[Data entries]
┌────────

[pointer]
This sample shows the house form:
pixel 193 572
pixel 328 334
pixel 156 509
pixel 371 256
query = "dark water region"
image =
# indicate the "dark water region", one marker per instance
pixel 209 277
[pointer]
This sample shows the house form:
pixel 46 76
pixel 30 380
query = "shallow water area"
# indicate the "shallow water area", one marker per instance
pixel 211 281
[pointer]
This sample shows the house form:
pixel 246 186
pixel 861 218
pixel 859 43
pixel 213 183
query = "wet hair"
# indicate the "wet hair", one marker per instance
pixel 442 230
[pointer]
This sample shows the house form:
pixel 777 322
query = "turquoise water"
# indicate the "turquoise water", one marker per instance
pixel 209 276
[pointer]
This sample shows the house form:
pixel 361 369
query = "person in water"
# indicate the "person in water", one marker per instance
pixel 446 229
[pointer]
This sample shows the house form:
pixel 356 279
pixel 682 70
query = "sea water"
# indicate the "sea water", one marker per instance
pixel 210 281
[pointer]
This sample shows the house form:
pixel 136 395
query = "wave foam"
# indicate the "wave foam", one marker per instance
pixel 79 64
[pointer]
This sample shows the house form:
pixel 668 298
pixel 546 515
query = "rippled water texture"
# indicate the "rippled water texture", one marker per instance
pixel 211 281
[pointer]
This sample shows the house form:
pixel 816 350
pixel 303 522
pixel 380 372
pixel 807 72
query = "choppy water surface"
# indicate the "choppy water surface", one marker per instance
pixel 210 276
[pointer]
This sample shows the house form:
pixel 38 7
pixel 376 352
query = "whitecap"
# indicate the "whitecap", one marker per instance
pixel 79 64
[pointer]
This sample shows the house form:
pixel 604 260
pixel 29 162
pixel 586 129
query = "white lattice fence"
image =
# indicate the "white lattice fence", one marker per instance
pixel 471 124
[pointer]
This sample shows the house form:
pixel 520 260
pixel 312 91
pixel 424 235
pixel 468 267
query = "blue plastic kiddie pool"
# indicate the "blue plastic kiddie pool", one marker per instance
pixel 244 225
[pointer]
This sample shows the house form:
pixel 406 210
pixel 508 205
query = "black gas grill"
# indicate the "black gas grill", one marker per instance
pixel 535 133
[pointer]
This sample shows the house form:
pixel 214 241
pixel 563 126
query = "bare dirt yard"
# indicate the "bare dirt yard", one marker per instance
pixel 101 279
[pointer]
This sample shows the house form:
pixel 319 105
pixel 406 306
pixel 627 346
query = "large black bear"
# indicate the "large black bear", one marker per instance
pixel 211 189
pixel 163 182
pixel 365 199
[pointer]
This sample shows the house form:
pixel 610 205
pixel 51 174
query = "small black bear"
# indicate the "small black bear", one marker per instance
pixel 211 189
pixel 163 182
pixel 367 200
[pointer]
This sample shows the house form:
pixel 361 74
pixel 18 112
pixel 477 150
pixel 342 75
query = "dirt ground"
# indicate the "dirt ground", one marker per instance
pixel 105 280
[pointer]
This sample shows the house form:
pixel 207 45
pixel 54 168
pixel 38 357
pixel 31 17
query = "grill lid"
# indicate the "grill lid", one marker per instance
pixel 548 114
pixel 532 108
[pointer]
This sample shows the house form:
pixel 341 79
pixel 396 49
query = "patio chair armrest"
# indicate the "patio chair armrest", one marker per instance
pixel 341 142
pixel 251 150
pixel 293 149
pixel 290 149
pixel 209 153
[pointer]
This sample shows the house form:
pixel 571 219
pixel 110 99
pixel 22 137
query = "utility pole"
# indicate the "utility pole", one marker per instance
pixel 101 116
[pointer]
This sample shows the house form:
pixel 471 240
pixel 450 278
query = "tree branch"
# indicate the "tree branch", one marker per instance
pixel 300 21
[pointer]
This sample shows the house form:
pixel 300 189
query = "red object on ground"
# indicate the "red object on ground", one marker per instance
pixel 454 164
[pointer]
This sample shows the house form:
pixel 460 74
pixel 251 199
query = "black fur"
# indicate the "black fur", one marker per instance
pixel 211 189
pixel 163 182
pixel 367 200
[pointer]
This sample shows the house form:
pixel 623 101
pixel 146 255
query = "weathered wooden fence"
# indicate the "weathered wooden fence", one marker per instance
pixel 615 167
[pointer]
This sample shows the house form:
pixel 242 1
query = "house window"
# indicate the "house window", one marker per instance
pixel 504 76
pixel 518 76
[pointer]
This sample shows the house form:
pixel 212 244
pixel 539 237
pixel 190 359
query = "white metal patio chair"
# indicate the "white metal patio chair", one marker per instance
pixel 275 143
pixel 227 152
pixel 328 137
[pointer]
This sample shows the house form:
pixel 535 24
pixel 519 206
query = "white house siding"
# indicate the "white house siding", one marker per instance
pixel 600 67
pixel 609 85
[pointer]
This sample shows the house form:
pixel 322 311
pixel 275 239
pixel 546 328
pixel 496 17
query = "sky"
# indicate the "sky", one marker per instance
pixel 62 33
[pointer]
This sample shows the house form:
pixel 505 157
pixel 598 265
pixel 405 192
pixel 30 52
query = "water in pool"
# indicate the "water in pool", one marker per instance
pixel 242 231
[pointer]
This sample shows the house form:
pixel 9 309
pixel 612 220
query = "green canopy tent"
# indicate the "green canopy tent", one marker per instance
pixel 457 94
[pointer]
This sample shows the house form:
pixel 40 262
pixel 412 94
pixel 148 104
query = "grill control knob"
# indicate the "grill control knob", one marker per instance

└────────

EXERCISE OBJECTIVE:
Write all of the records out again exactly.

ANSWER TO THIS EXERCISE:
[pointer]
This sample shows the house form:
pixel 193 572
pixel 328 334
pixel 156 509
pixel 371 256
query = "dark water region"
image =
# indicate the "dark water region", one marker per instance
pixel 209 277
[pointer]
This sample shows the house form:
pixel 46 76
pixel 30 380
query = "shallow water area"
# indicate the "shallow water area", one marker per instance
pixel 211 281
[pointer]
This sample shows the house form:
pixel 246 186
pixel 861 218
pixel 859 43
pixel 213 183
query = "wet hair"
# indicate the "wet hair", one marker per instance
pixel 442 230
[pointer]
This sample shows the house form:
pixel 777 322
query = "turquoise water"
# indicate the "turquoise water", one marker per instance
pixel 209 276
[pointer]
This sample shows the house form:
pixel 361 369
query = "person in water"
# indicate the "person in water", one marker per instance
pixel 446 229
[pointer]
This sample shows the house form:
pixel 356 279
pixel 682 70
query = "sea water"
# indicate the "sea water", one marker per instance
pixel 210 281
[pointer]
This sample shows the house form:
pixel 136 395
query = "wave foam"
# indicate the "wave foam", one marker per instance
pixel 79 64
[pointer]
This sample shows the house form:
pixel 668 298
pixel 546 515
query = "rippled water texture"
# indicate the "rippled water texture", one marker per instance
pixel 211 281
[pointer]
This sample shows the house form:
pixel 816 350
pixel 303 522
pixel 380 372
pixel 807 72
query = "choppy water surface"
# indicate the "choppy water surface", one marker per instance
pixel 210 276
[pointer]
This sample shows the house form:
pixel 38 7
pixel 376 352
query = "whitecap"
# indicate the "whitecap", one marker per instance
pixel 79 64
[pointer]
This sample shows the house form:
pixel 604 260
pixel 29 162
pixel 586 129
query = "white lattice fence"
image =
# indicate the "white lattice fence", one marker per instance
pixel 471 124
[pointer]
This sample shows the house form:
pixel 520 260
pixel 312 91
pixel 424 235
pixel 468 267
query = "blue plastic kiddie pool"
# indicate the "blue plastic kiddie pool", one marker per instance
pixel 244 225
[pointer]
This sample shows the house form:
pixel 406 210
pixel 508 205
query = "black gas grill"
# indicate the "black gas grill", one marker per instance
pixel 535 133
[pointer]
This sample shows the house form:
pixel 214 241
pixel 563 126
query = "bare dirt yard"
# indicate the "bare dirt yard", one marker per instance
pixel 101 279
[pointer]
This sample shows the house form:
pixel 319 105
pixel 406 306
pixel 627 346
query = "large black bear"
# indicate the "large black bear", one marker per instance
pixel 211 189
pixel 163 182
pixel 365 199
[pointer]
This sample shows the house form:
pixel 610 205
pixel 51 174
query = "small black bear"
# indicate the "small black bear", one marker per instance
pixel 211 189
pixel 163 182
pixel 367 200
[pointer]
This sample shows the house form:
pixel 361 74
pixel 18 112
pixel 477 150
pixel 342 75
query = "dirt ground"
# indicate the "dirt ground", one marker per instance
pixel 105 280
[pointer]
This sample shows the house form:
pixel 207 45
pixel 54 168
pixel 38 357
pixel 31 17
query = "grill lid"
# indicate the "grill lid", one marker per instance
pixel 548 114
pixel 532 108
[pointer]
This sample shows the house form:
pixel 341 79
pixel 396 49
query = "patio chair armrest"
# indicate the "patio chair armrest", one marker per instance
pixel 341 142
pixel 251 150
pixel 293 149
pixel 290 149
pixel 209 153
[pointer]
This sample shows the house form:
pixel 571 219
pixel 110 99
pixel 22 137
query = "utility pole"
# indicate the "utility pole", one marker per instance
pixel 101 116
[pointer]
This sample shows the house form:
pixel 471 240
pixel 450 278
query = "tree branch"
# indicate the "tree branch", one marker per instance
pixel 300 21
[pointer]
This sample shows the house form:
pixel 300 189
query = "red object on ground"
# indicate the "red object on ground", one marker per instance
pixel 454 164
[pointer]
This sample shows the house form:
pixel 460 74
pixel 251 199
query = "black fur"
# indicate the "black fur", one marker per instance
pixel 211 189
pixel 163 182
pixel 367 200
[pointer]
This sample shows the house form:
pixel 623 101
pixel 146 255
query = "weathered wooden fence"
# indicate the "weathered wooden fence", one marker per instance
pixel 615 167
[pointer]
This sample shows the house form:
pixel 242 1
query = "house window"
# indicate the "house window", one marker per instance
pixel 504 76
pixel 518 76
[pointer]
This sample shows the house form:
pixel 212 244
pixel 539 237
pixel 190 359
query = "white metal patio chair"
# indicate the "white metal patio chair", one marker per instance
pixel 275 143
pixel 227 152
pixel 328 137
[pointer]
This sample shows the house form:
pixel 535 24
pixel 519 206
query = "white house siding"
# indicate the "white house siding", one marker per instance
pixel 600 67
pixel 609 85
[pointer]
This sample shows the house form:
pixel 322 311
pixel 275 239
pixel 546 328
pixel 496 17
query = "sky"
# indicate the "sky", one marker per instance
pixel 62 33
[pointer]
This sample shows the house form:
pixel 505 157
pixel 598 265
pixel 405 192
pixel 30 52
query = "water in pool"
# indicate the "water in pool", one marker per instance
pixel 242 231
[pointer]
This sample shows the house form:
pixel 9 309
pixel 612 220
query = "green canopy tent"
# indicate the "green canopy tent", one marker per instance
pixel 457 94
[pointer]
This sample shows the house form:
pixel 40 262
pixel 412 94
pixel 148 104
query = "grill control knob"
# indicate the "grill control knob", one marker per instance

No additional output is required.